Pointing entries:
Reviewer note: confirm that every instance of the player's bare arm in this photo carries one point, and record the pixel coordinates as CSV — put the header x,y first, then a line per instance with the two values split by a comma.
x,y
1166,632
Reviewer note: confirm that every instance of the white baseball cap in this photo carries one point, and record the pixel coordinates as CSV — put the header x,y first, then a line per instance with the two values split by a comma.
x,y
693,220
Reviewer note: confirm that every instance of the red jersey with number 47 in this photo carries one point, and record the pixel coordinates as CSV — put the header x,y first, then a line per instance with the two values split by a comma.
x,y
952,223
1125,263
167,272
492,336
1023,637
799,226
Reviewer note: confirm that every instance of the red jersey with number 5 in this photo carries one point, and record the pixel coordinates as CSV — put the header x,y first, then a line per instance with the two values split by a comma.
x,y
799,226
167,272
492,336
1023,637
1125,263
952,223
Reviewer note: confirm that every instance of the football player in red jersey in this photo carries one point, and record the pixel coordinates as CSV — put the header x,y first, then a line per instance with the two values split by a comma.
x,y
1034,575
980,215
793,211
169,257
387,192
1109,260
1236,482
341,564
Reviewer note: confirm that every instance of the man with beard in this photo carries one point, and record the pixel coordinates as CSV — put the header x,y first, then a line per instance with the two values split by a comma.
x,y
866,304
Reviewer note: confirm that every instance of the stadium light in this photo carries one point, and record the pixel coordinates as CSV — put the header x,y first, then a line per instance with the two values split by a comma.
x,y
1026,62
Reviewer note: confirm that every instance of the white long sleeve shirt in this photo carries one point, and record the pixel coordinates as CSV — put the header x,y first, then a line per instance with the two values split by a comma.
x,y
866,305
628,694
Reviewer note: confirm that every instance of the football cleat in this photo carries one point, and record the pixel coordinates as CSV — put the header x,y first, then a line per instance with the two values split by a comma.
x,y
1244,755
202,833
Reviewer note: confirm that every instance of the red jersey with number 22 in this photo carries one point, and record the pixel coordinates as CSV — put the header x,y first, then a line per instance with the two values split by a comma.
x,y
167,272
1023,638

Task statement: Convert all of the entries above into a two-column CSV with the header entry_text,answer and one row per entry. Enclose each entry's text and its answer in their own quoted field, and replace any line breaks with spaces.

Solution for this exercise:
entry_text,answer
"Reviewer note: confirm that every instance of the player's bare arm in this photo carries one point, and record the pixel coordinates as CSV — put the header x,y first, then a line per instance with the two values split by a comma.","x,y 1166,632"
"Reviewer note: confirm that every instance of the white baseball cap in this photo carries one point, and record the pixel coordinates as CSV — put the header x,y first, then a line per instance with the two values split by a comma.","x,y 693,220"
"Reviewer note: confirm that every instance of the red jersey with number 47 in this photo carries one point, and record the pixel coordinates as CSV — put the header x,y first, then a line per instance with the two values split by a comma.","x,y 952,223 1125,263 167,272 492,336 1023,637 799,226"
"Reviewer note: confirm that every instance of the red jersey with number 5 in this photo carries one point, and record the pixel coordinates as CSV — put the header x,y first, then a line per instance with the two values split by a comma.","x,y 799,226 167,272 492,336 1023,637 1125,263 952,223"
"Reviewer note: confirm that every instance of the football player in red jersey in this photo carries one point, and record the pixel coordinates as CSV — put the header x,y first, then a line per instance with the two values split by a comma.","x,y 1034,575 980,215 793,211 169,257 387,192 1109,260 1236,482 341,564"
"Reviewer note: confirm that every instance of the man with beard in this photo carries one point, and record the pixel coordinates as CSV — put the header x,y first, then a line per instance with the two values split by a comma.","x,y 866,304"
"Reviewer note: confirm that every instance of the stadium light in this photo carries one point, and record the pixel coordinates as CSV — put the header x,y first, then a line per instance with the two values split by a comma.","x,y 1026,62"
"Reviewer note: confirm that every instance of the white long sleeve shirt in this photo carries one point, and record the pixel coordinates as CSV — put the header x,y first, then a line per instance with the two values split by a comma.","x,y 866,305 628,694"
"Reviewer note: confirm that every instance of the football cleat in this photo carries one point, and record the pixel coordinates as CSV — put the header x,y first, then a line per instance with the two values split by a comma.","x,y 1244,755 202,833"
"Reviewer note: confirm that every instance of the red jersey with number 22 in this photo carries one point, and record the pixel coordinates as CSV — put the header x,y first, then a line per instance with the two values split by a comma.","x,y 167,272 1023,638"